Please find every line in the entries below that contains the string "positive", and copy it.

[Study material]:
━━━━━━━━
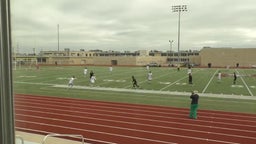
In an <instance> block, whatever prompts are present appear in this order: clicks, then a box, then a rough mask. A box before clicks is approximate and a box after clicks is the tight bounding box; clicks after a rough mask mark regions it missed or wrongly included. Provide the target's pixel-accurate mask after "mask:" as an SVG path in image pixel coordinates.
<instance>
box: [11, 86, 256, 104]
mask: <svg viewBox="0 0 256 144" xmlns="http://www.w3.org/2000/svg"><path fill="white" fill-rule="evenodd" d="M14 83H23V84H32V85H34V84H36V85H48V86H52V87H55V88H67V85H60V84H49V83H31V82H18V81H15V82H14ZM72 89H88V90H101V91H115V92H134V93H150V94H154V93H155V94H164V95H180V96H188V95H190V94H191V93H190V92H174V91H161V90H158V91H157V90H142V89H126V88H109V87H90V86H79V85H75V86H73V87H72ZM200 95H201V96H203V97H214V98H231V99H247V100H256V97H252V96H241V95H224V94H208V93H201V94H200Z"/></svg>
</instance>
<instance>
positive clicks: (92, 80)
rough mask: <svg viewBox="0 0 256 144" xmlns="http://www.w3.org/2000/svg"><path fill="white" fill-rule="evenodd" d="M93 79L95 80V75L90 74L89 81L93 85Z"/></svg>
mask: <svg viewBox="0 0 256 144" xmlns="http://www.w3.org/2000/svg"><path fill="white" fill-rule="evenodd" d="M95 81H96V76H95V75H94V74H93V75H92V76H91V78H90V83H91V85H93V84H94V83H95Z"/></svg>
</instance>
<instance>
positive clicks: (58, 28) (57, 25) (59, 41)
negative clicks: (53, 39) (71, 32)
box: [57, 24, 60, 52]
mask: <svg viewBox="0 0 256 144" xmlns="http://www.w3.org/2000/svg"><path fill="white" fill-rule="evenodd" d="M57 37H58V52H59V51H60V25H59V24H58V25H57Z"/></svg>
━━━━━━━━
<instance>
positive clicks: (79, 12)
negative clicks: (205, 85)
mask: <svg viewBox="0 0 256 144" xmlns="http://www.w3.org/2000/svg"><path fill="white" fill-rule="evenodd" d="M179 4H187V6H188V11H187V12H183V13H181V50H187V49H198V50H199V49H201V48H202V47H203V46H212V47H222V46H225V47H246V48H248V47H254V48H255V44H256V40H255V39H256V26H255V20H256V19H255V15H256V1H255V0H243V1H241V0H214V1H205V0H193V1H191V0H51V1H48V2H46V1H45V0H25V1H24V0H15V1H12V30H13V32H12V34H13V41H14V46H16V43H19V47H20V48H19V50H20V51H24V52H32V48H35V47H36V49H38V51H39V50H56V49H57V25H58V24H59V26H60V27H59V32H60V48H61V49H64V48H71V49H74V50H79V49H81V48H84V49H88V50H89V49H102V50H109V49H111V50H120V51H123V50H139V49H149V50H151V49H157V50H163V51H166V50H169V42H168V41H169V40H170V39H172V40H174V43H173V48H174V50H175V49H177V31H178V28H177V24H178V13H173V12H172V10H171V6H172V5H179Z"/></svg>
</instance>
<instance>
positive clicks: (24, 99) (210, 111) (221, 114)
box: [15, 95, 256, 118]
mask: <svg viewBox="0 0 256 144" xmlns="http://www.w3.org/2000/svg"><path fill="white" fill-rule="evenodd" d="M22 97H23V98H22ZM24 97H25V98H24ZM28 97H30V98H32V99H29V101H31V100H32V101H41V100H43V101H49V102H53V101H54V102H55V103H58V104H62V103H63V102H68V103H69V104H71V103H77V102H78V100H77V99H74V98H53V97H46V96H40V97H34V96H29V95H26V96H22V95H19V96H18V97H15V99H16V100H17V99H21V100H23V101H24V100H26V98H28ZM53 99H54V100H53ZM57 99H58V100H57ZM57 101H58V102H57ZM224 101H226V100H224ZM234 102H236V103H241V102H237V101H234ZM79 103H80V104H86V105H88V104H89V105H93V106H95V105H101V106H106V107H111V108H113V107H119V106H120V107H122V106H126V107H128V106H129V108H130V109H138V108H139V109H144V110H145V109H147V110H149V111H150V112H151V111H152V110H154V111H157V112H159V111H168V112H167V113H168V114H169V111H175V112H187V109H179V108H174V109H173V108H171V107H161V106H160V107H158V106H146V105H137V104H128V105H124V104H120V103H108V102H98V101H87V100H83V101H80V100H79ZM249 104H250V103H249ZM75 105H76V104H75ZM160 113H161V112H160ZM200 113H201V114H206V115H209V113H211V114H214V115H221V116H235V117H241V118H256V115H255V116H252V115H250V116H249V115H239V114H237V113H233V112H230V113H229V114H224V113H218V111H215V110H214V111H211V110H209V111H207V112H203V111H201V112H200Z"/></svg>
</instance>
━━━━━━━━
[Task output]:
positive clicks: (92, 80)
positive clicks: (58, 28) (57, 25) (59, 41)
positive clicks: (79, 12)
positive clicks: (24, 99) (210, 111) (221, 114)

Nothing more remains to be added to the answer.